> Task to carry out: Turn every line of the items below into a numbered list, leaving out any blank lines.

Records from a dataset
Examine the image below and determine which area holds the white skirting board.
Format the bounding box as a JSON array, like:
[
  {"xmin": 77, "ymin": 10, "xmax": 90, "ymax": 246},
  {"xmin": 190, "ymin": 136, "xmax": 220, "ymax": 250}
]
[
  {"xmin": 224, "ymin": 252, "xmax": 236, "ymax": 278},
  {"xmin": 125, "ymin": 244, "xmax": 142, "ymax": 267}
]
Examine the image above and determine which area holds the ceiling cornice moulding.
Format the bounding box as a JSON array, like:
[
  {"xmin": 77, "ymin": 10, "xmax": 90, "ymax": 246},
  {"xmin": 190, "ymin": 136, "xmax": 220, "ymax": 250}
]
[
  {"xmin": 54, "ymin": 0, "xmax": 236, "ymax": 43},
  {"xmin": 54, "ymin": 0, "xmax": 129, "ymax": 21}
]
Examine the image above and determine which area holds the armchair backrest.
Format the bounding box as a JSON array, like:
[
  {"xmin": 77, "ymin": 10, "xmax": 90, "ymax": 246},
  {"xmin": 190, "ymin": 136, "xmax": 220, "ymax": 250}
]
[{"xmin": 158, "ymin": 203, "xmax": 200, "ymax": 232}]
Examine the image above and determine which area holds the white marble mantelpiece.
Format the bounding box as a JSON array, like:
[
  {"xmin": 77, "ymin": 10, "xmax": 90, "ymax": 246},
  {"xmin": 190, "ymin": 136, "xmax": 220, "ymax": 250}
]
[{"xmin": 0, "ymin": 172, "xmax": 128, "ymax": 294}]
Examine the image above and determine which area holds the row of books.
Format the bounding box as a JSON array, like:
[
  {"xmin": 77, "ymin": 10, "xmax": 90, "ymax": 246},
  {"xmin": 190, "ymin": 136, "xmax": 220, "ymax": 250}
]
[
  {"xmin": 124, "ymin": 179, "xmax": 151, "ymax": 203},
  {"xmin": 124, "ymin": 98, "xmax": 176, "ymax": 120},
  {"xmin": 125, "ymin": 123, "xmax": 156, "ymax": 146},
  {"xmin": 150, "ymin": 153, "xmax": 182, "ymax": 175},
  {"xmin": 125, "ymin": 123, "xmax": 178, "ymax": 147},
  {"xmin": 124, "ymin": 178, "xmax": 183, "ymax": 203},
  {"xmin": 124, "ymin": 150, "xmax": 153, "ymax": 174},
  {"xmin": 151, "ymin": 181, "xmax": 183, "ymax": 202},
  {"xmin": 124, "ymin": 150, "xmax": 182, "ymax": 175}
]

> The completed task:
1. Examine the image below and determine which area holds the white skirting board.
2. Format the bounding box as a JSON array, like:
3. [
4.   {"xmin": 77, "ymin": 10, "xmax": 90, "ymax": 246},
5.   {"xmin": 190, "ymin": 136, "xmax": 220, "ymax": 250}
6. ]
7. [
8.   {"xmin": 224, "ymin": 252, "xmax": 236, "ymax": 278},
9.   {"xmin": 125, "ymin": 244, "xmax": 142, "ymax": 267}
10. ]
11. Examine the image above and determine which area holds the ceiling cornice moulding.
12. Format the bounding box as a JSON array, like:
13. [
14.   {"xmin": 77, "ymin": 10, "xmax": 90, "ymax": 246},
15.   {"xmin": 190, "ymin": 136, "xmax": 220, "ymax": 250}
16. ]
17. [
18.   {"xmin": 54, "ymin": 0, "xmax": 236, "ymax": 43},
19.   {"xmin": 54, "ymin": 0, "xmax": 129, "ymax": 21}
20. ]
21. Examine the image above and determine which area holds the armchair backrest.
22. Format the bounding box as a JSON array, like:
23. [
24.   {"xmin": 77, "ymin": 10, "xmax": 90, "ymax": 246},
25.   {"xmin": 190, "ymin": 136, "xmax": 220, "ymax": 250}
26. ]
27. [{"xmin": 158, "ymin": 203, "xmax": 200, "ymax": 232}]
28. Examine the image above and determine which area holds the white marble mantelpiece.
29. Format the bounding box as a JSON array, like:
30. [
31.   {"xmin": 77, "ymin": 10, "xmax": 90, "ymax": 246},
32.   {"xmin": 190, "ymin": 136, "xmax": 220, "ymax": 250}
33. ]
34. [{"xmin": 0, "ymin": 172, "xmax": 128, "ymax": 294}]
35. Examine the image above and determine which area holds the row of books.
36. Format the bounding box as a JSON array, like:
37. [
38.   {"xmin": 77, "ymin": 10, "xmax": 90, "ymax": 246},
39.   {"xmin": 190, "ymin": 136, "xmax": 220, "ymax": 250}
40. ]
41. [
42.   {"xmin": 124, "ymin": 179, "xmax": 151, "ymax": 203},
43.   {"xmin": 124, "ymin": 98, "xmax": 176, "ymax": 120},
44.   {"xmin": 125, "ymin": 123, "xmax": 156, "ymax": 146},
45.   {"xmin": 150, "ymin": 153, "xmax": 182, "ymax": 175},
46.   {"xmin": 125, "ymin": 123, "xmax": 178, "ymax": 147},
47.   {"xmin": 124, "ymin": 178, "xmax": 183, "ymax": 203},
48.   {"xmin": 124, "ymin": 150, "xmax": 153, "ymax": 174},
49.   {"xmin": 151, "ymin": 181, "xmax": 183, "ymax": 202},
50.   {"xmin": 124, "ymin": 150, "xmax": 182, "ymax": 175}
51. ]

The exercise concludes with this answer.